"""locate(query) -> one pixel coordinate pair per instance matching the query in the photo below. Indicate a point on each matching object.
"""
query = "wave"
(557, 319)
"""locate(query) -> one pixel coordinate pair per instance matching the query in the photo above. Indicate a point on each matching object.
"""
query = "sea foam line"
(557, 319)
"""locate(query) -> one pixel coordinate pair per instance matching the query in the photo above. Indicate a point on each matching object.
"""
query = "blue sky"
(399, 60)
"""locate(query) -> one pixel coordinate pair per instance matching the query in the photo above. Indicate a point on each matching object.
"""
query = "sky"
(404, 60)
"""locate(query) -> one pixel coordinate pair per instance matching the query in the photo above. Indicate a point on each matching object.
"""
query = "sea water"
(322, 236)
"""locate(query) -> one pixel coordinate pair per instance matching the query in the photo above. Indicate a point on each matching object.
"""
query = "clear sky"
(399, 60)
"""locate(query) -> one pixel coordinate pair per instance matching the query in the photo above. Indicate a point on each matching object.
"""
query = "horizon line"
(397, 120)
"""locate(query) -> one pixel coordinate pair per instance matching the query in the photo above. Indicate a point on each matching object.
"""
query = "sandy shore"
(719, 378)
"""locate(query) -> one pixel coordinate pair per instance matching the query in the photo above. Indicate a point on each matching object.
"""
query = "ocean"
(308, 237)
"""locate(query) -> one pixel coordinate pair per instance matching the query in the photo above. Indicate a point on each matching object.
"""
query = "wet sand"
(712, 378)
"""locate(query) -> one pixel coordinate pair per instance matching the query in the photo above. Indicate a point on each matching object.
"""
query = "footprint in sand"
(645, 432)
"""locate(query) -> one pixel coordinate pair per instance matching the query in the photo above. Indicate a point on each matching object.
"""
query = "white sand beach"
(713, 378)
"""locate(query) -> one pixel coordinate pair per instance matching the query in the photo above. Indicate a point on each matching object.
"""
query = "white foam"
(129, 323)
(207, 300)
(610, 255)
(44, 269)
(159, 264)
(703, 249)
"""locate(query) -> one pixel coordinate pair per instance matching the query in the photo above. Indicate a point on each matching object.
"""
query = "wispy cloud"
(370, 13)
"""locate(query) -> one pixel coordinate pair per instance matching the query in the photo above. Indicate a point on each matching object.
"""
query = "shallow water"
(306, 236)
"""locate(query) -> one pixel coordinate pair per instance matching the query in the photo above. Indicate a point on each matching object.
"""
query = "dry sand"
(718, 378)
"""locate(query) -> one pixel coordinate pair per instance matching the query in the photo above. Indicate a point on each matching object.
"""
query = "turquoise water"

*-*-*

_Written task_: Extract the full listing and reproduce each line exactly.

_Response to this exercise_:
"""locate(query) -> one pixel coordinate pair per instance matching the query in the photo below. Indicate a point on each matching object.
"""
query = "wave"
(557, 319)
"""locate(query) -> one pixel coordinate pair per instance matching the query in the photo above. Indicate a point on each matching object.
"""
query = "sea foam line"
(557, 319)
"""locate(query) -> one pixel coordinate pair per instance matching the query in the photo above. Indicate a point on each matching object.
"""
query = "blue sky"
(399, 60)
"""locate(query) -> one pixel coordinate pair per instance matching the query in the photo above. Indicate a point on each matching object.
"""
query = "sky"
(404, 60)
"""locate(query) -> one pixel coordinate pair per instance matching the query in the photo above. Indicate a point on each matching object.
"""
query = "sea water"
(322, 236)
"""locate(query) -> one pixel coordinate pair per instance matching the query in the photo above. Indicate a point on each matching object.
"""
query = "clear sky"
(399, 60)
"""locate(query) -> one pixel coordinate pair per instance matching the query in the photo above. Indicate a point on each matching object.
"""
query = "horizon line"
(397, 120)
"""locate(query) -> one pixel coordinate pair per instance matching the query in the photo above. Indicate a point on each matching object.
"""
query = "sandy shore"
(719, 378)
"""locate(query) -> one pixel coordinate pair per instance matching the query in the photo above. Indicate a point on each matching object.
"""
query = "ocean"
(308, 237)
"""locate(query) -> one pixel coordinate pair per instance matching the query in the photo above. Indicate a point on each matching object.
"""
query = "wet sand"
(712, 378)
"""locate(query) -> one pixel coordinate pair per instance matching the query in the photo above. Indicate a point on each matching object.
"""
query = "footprint in sand"
(645, 432)
"""locate(query) -> one pixel coordinate pair per instance matching the query in the photo above. Indicate a point on each matching object.
"""
query = "white sand beach"
(713, 378)
"""locate(query) -> one pixel coordinate pair per instance matching the query in the photo above. Indicate a point on each matching object.
"""
query = "white foam"
(129, 323)
(207, 300)
(610, 255)
(44, 269)
(159, 264)
(703, 249)
"""locate(query) -> one pixel coordinate pair per instance matching the query in the photo above. Indicate a point on each matching object.
"""
query = "wispy cloud"
(370, 13)
"""locate(query) -> one pixel coordinate pair per instance matching the query in the photo above. Indicate a point on each matching object.
"""
query = "shallow water"
(306, 236)
"""locate(query) -> one pixel coordinate pair per instance matching the query in the photo above. Indicate a point on each matching object.
"""
query = "dry sand"
(718, 378)
"""locate(query) -> one pixel coordinate pair per instance matching the query in the photo above. Indicate a point on each matching object.
"""
query = "turquoise water"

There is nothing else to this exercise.